**Raw data**:
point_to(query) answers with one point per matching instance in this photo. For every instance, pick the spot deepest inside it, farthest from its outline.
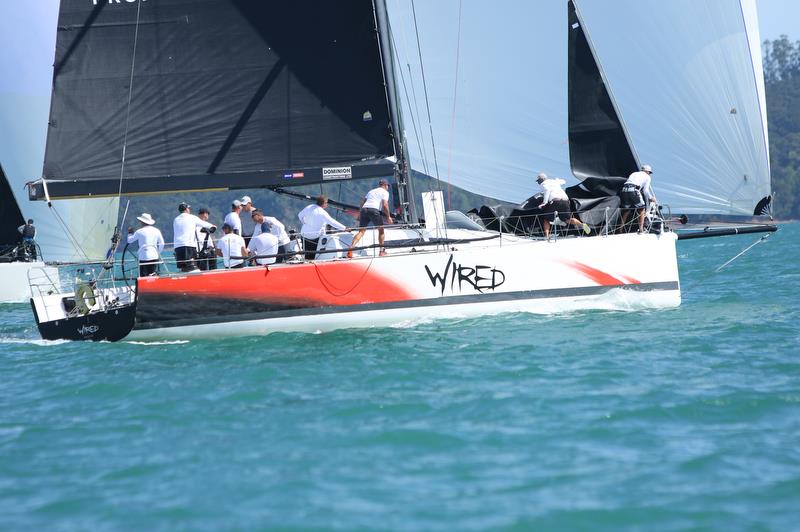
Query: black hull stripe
(415, 303)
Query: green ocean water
(665, 420)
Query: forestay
(688, 81)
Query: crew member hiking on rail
(373, 207)
(151, 244)
(638, 183)
(555, 200)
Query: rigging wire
(412, 113)
(455, 99)
(427, 100)
(130, 97)
(745, 250)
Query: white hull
(614, 299)
(15, 285)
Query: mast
(402, 174)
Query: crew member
(264, 245)
(276, 228)
(151, 244)
(555, 200)
(28, 232)
(373, 208)
(231, 248)
(314, 219)
(233, 219)
(184, 229)
(247, 212)
(206, 255)
(638, 183)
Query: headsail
(688, 82)
(215, 94)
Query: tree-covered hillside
(782, 77)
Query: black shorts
(370, 216)
(631, 198)
(561, 207)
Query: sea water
(671, 419)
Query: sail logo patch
(339, 172)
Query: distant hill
(782, 77)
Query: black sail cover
(223, 94)
(10, 215)
(598, 146)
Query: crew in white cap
(151, 244)
(184, 234)
(245, 216)
(638, 184)
(374, 206)
(555, 200)
(232, 218)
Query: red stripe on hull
(301, 285)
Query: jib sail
(164, 95)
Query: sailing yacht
(165, 95)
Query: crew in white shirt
(233, 219)
(555, 200)
(374, 206)
(151, 244)
(275, 227)
(184, 229)
(638, 183)
(246, 216)
(229, 246)
(264, 243)
(206, 256)
(314, 219)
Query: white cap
(146, 219)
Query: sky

**What is needed**: Would you set down each line of the listing above exactly, apart from the pictures?

**Exercise output**:
point_to(query) answers with one point per matching instance in this photo. For every instance, pick the spot deepest inside it, farthest from its outline.
Query: black hull stripe
(415, 303)
Query: green ocean water
(665, 420)
Query: forestay
(688, 81)
Query: crew member hiking on rail
(373, 207)
(151, 244)
(638, 183)
(555, 200)
Query: rigging wire
(412, 113)
(455, 99)
(427, 100)
(130, 97)
(745, 250)
Query: white hull
(614, 299)
(15, 285)
Query: mast
(402, 174)
Query: crew member
(264, 245)
(276, 228)
(151, 244)
(555, 200)
(28, 232)
(373, 208)
(231, 248)
(314, 219)
(233, 219)
(184, 229)
(247, 212)
(206, 255)
(638, 183)
Query: headsail
(688, 82)
(215, 94)
Query: tree-covered hillside
(782, 77)
Query: black shorts
(370, 216)
(631, 198)
(561, 207)
Query: sea water
(671, 419)
Query: sail logo patch
(339, 172)
Query: distant hill
(782, 77)
Query: black sail cover
(223, 94)
(10, 215)
(598, 146)
Query: crew in white cap
(151, 244)
(184, 234)
(245, 216)
(638, 184)
(374, 206)
(555, 200)
(232, 218)
Query: red stripe on hull
(301, 285)
Query: jib sail
(164, 95)
Query: sailing yacht
(165, 95)
Query: crew in white shirt
(233, 219)
(555, 200)
(374, 206)
(151, 244)
(275, 227)
(184, 229)
(638, 183)
(246, 216)
(229, 246)
(264, 243)
(206, 256)
(314, 219)
Query: white cap
(146, 219)
Query: sky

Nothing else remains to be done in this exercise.